### Exercise task
Reproduce the listing below, substituting "template" for "sample" and leaving everything else unchanged. Omit the pictures from your version.

☆ ☆ ☆ ☆ ☆ ☆ ☆

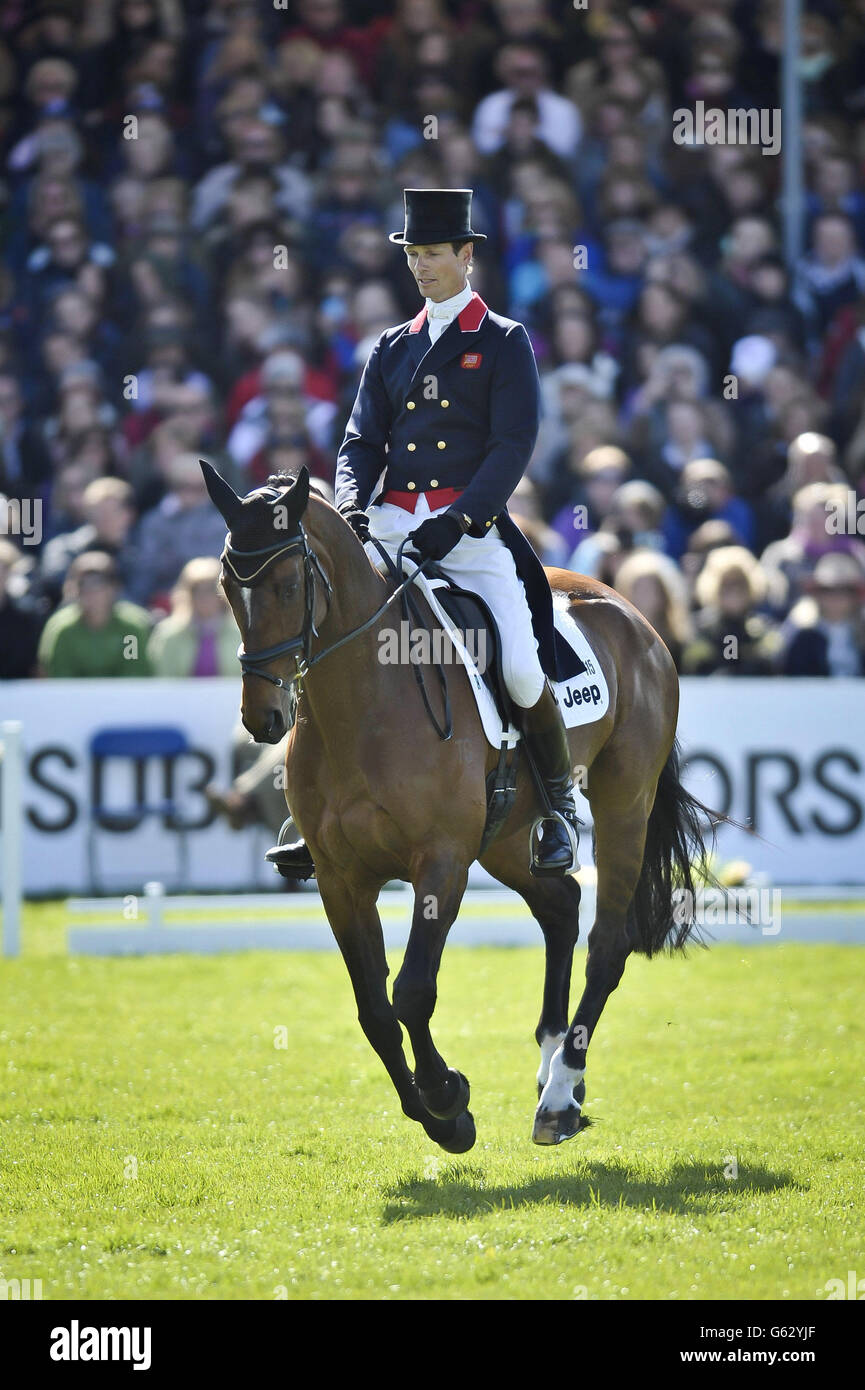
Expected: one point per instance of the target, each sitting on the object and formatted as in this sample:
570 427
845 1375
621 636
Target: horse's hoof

☆ ☆ ☆ ☆ ☆ ☆ ☆

### Answer to this exercise
Expected: one point per instance of the target, each sitting on the object and formatted as in this template:
570 427
845 1375
621 636
Target: horse's hoof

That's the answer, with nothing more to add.